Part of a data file
[Start]

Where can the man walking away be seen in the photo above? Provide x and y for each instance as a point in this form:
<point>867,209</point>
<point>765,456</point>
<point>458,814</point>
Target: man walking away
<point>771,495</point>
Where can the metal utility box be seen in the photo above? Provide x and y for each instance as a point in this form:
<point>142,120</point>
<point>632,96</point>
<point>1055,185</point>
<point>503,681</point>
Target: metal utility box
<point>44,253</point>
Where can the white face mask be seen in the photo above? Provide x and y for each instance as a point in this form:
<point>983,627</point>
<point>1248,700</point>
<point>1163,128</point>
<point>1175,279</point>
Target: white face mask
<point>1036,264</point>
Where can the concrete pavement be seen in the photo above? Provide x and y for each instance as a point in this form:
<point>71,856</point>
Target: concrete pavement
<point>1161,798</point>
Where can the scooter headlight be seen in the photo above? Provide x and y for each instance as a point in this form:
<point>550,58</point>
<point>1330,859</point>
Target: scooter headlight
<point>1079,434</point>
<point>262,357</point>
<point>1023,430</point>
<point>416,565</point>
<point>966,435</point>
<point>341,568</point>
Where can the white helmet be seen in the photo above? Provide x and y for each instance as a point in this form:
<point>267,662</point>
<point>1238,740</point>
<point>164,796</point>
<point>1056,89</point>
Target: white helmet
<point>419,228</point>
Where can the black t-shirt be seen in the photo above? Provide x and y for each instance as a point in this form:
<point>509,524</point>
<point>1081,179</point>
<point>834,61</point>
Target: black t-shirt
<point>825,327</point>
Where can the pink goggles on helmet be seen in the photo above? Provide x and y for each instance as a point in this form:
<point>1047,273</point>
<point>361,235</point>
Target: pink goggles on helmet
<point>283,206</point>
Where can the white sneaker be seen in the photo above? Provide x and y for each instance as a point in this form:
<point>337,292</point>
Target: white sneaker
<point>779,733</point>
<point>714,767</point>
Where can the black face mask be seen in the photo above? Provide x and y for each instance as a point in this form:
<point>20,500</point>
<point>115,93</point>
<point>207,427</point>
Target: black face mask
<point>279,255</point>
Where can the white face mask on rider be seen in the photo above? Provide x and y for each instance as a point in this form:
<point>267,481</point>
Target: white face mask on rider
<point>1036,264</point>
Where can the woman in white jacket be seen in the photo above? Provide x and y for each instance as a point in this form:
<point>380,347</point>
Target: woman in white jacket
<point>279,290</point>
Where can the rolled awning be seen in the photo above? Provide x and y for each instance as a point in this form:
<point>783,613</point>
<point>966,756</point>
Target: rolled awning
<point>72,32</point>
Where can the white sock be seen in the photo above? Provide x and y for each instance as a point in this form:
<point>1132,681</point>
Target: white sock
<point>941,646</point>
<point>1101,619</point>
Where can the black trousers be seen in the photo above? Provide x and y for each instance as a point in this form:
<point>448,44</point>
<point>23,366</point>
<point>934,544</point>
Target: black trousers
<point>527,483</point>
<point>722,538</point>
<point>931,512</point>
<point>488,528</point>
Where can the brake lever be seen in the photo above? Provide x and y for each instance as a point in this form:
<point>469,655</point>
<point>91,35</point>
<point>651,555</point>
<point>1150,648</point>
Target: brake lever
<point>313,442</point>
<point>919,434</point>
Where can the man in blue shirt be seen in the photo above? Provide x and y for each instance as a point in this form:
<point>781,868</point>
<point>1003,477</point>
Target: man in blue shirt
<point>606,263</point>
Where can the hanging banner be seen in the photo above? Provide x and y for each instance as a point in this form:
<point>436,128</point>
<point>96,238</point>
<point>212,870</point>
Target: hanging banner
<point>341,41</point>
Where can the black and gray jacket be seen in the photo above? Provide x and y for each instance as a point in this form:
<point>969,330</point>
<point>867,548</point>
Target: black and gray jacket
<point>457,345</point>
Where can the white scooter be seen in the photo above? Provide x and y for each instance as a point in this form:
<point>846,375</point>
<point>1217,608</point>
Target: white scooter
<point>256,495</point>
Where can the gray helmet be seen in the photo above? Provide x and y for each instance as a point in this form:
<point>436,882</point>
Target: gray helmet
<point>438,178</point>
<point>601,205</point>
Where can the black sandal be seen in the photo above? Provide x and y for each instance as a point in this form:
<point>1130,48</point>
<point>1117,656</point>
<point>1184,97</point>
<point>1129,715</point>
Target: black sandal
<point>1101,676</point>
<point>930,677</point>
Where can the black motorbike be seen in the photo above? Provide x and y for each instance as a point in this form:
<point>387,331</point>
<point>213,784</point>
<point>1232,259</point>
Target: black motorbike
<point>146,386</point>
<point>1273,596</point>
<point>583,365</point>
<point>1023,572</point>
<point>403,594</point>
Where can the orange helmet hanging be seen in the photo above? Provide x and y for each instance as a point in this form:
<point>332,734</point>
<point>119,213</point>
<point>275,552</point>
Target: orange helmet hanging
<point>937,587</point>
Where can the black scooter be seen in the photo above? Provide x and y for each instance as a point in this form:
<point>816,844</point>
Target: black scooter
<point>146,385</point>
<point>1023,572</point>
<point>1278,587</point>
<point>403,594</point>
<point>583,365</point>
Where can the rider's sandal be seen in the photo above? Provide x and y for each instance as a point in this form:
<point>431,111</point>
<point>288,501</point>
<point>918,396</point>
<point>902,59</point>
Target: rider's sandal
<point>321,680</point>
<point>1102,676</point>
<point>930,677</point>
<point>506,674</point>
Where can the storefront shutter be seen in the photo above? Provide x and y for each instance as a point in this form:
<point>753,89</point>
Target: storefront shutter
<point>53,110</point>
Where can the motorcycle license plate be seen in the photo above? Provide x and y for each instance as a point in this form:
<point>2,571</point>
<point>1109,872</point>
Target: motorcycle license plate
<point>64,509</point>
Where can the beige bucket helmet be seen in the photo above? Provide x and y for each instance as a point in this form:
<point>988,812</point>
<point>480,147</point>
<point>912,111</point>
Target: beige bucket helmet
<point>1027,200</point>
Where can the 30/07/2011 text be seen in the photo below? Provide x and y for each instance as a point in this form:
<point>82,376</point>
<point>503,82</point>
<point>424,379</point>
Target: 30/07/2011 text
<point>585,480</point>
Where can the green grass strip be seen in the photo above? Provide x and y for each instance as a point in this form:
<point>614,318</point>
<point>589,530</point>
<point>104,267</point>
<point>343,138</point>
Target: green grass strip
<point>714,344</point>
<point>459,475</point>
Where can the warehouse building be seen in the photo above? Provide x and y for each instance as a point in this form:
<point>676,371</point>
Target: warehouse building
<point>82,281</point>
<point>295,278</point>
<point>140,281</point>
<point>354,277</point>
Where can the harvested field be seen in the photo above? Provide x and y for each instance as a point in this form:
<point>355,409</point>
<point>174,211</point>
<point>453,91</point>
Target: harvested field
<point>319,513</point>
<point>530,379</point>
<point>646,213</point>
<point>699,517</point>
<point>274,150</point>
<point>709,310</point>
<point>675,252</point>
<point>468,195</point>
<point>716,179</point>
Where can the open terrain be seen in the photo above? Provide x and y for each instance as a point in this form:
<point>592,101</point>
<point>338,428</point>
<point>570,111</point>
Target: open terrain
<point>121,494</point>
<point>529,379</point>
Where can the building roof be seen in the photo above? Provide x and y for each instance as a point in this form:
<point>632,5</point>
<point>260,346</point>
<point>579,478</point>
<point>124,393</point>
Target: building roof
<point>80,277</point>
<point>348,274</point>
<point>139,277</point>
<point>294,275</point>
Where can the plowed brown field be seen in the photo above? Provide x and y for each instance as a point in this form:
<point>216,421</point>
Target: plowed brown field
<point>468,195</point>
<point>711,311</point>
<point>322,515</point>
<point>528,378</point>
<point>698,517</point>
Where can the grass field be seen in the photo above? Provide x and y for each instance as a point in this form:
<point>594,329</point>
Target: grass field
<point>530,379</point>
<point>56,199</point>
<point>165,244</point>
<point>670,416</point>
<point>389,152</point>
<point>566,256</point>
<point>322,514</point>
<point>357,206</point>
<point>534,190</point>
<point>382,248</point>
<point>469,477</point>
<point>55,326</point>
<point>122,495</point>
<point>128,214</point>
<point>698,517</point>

[End]

**Brief**
Rewrite the listing from its first line through the line containing "<point>771,495</point>", changing "man walking away" to "person walking away" and keeping every other word and mark the same.

**Answer to this exercise**
Where can the person walking away be seen in the photo above? Provide x and y for each instance as a point in this form:
<point>867,209</point>
<point>765,456</point>
<point>458,814</point>
Target: person walking away
<point>771,495</point>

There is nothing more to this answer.